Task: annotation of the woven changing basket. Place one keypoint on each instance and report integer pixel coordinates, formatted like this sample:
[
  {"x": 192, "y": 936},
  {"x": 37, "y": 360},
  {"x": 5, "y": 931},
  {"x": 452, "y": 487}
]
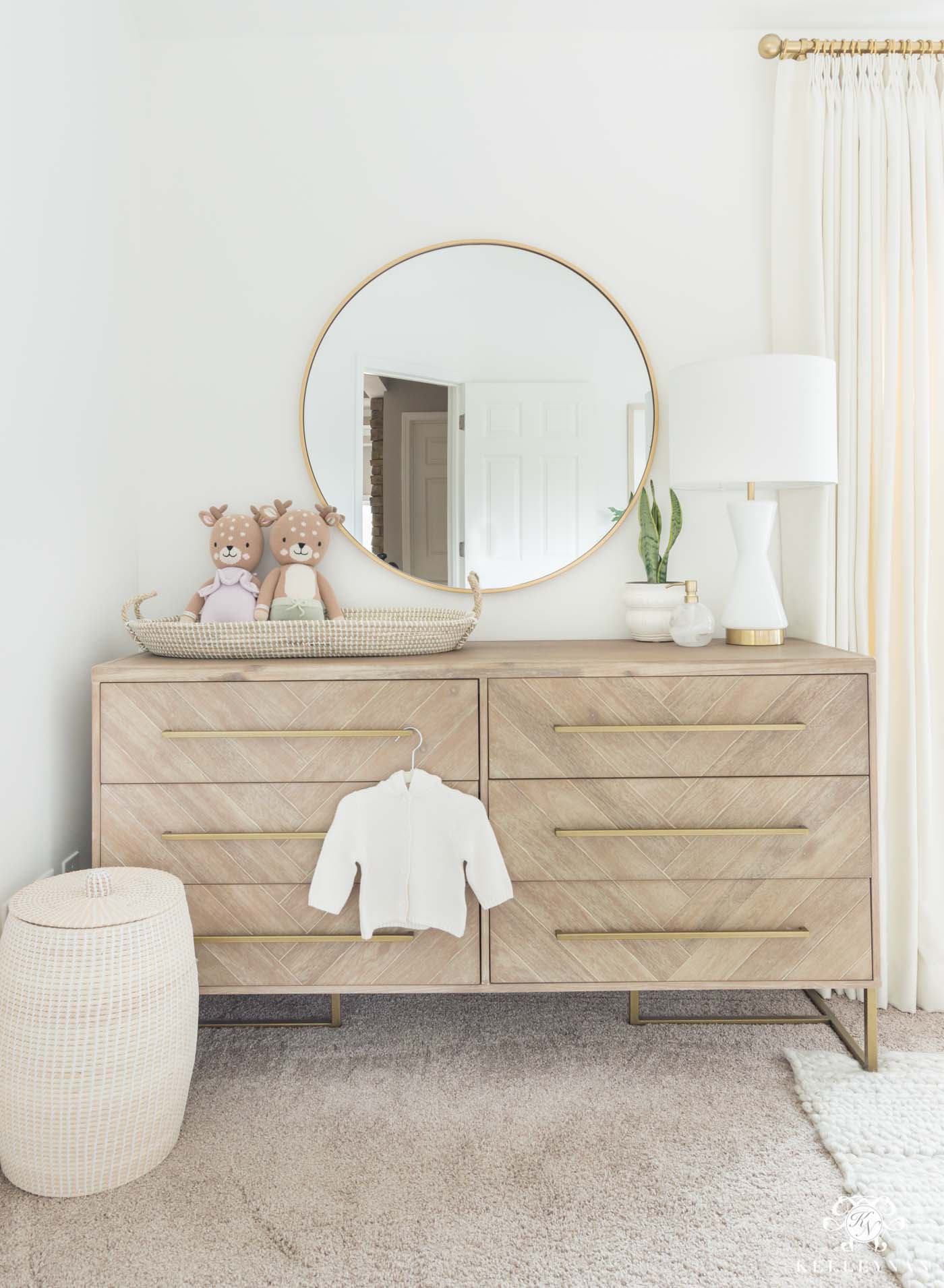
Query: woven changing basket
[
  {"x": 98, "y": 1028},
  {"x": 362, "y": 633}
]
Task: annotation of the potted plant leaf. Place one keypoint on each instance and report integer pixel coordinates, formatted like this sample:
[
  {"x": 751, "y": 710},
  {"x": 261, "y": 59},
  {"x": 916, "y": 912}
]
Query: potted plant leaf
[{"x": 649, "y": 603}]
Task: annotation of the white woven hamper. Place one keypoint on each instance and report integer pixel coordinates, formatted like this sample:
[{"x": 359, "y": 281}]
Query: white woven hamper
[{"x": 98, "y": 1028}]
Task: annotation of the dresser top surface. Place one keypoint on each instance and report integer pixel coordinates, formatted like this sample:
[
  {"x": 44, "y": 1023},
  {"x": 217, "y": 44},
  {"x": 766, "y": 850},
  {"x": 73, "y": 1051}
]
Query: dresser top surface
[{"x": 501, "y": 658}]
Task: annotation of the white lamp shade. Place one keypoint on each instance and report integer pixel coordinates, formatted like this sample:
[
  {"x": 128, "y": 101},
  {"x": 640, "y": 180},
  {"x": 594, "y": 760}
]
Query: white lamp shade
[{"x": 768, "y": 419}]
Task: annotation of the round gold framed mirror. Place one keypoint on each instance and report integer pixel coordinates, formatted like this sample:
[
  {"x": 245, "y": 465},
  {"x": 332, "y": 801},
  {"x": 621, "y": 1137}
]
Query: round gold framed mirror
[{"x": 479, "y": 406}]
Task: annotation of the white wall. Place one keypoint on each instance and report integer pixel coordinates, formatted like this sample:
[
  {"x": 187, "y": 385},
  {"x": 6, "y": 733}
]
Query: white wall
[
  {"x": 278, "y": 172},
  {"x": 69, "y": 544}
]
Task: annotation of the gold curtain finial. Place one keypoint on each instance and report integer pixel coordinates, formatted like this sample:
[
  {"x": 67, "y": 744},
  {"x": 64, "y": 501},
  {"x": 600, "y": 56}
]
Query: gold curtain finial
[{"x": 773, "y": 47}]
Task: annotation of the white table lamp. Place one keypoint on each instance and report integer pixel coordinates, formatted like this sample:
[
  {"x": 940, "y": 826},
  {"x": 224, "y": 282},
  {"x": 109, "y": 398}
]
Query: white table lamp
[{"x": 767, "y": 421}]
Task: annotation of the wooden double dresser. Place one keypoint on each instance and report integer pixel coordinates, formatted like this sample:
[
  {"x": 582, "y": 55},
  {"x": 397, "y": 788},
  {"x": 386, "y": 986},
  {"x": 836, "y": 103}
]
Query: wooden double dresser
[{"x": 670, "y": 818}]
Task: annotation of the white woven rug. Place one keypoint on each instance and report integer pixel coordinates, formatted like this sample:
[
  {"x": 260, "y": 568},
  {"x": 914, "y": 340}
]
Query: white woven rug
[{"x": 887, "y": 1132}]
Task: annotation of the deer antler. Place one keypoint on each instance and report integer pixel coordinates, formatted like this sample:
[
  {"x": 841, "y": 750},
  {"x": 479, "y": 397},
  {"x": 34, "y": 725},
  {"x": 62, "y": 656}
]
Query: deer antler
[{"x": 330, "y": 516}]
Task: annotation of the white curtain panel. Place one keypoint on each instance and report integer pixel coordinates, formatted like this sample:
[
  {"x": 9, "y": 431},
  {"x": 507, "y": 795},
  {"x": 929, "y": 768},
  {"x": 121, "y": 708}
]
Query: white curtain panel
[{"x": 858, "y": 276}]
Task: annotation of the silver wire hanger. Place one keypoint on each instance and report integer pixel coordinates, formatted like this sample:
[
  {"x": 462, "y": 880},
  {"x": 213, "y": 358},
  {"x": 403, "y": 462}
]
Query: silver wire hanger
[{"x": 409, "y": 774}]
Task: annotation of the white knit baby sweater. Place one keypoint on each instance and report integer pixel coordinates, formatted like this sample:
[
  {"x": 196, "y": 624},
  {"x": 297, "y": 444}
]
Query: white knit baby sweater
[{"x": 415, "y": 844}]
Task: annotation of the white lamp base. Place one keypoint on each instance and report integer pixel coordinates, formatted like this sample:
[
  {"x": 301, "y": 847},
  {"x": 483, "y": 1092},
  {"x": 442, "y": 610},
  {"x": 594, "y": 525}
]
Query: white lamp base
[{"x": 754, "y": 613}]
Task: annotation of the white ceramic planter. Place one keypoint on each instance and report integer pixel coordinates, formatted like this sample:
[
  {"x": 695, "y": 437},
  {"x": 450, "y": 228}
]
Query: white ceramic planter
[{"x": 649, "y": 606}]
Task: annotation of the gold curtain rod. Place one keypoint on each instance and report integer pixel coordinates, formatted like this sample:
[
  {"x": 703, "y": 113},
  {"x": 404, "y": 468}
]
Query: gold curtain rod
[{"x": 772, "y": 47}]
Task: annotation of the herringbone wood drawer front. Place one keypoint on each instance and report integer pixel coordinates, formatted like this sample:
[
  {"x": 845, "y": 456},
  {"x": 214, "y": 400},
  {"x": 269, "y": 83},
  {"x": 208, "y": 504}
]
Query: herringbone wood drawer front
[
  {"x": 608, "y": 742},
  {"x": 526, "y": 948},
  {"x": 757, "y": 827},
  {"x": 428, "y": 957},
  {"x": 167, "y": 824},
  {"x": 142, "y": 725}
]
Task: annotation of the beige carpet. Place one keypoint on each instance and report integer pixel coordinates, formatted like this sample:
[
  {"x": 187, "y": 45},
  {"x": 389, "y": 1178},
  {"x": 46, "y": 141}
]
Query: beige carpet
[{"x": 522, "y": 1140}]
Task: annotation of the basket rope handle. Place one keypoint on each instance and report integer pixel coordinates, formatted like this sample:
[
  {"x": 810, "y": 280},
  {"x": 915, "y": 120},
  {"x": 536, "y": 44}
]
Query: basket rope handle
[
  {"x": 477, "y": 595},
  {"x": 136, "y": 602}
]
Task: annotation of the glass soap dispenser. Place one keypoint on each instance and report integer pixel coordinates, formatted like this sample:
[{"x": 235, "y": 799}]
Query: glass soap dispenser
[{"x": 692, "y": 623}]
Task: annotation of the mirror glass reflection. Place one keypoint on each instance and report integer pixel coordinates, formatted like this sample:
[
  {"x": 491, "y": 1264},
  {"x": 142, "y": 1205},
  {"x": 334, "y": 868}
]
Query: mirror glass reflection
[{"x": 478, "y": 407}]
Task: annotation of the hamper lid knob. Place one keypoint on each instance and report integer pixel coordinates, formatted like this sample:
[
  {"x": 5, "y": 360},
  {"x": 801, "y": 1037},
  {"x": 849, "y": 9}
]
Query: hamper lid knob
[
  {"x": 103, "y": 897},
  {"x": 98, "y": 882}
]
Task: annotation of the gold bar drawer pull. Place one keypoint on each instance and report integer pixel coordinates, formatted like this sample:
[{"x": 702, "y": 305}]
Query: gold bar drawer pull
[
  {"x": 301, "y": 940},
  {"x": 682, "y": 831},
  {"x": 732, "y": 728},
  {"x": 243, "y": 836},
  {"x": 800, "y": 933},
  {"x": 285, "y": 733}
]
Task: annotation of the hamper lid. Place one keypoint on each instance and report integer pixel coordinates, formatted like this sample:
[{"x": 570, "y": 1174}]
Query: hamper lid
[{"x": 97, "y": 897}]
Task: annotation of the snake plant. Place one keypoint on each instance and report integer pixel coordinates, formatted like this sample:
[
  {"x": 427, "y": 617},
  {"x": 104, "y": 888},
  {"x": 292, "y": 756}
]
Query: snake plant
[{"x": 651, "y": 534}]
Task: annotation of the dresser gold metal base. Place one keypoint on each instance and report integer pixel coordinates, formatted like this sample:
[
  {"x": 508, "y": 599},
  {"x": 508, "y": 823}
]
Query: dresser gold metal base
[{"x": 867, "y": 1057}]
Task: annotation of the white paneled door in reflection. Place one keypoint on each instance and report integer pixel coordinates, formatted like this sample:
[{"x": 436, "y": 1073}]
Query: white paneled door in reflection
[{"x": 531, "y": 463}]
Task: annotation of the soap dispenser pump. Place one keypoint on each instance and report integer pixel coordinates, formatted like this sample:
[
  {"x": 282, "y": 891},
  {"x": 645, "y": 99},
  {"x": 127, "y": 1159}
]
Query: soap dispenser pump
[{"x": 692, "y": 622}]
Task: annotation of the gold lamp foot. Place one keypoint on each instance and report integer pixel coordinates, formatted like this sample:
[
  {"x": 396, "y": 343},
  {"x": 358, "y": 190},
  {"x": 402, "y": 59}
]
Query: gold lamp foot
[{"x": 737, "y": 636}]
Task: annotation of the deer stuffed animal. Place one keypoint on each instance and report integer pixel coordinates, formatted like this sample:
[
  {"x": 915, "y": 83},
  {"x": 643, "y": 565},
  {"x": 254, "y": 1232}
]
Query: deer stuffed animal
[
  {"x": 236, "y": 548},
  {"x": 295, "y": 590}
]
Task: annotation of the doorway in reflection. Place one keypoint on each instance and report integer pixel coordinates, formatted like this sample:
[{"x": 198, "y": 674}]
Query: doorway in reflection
══════════════════════════════
Could you find every line in the records above that has the string "doorway" and copy it?

SOLUTION FOR THIS TASK:
Task: annotation of the doorway in reflection. Place one keypoint on each instance and report integer pixel coordinates, formatted like this sample:
Query: doorway in reflection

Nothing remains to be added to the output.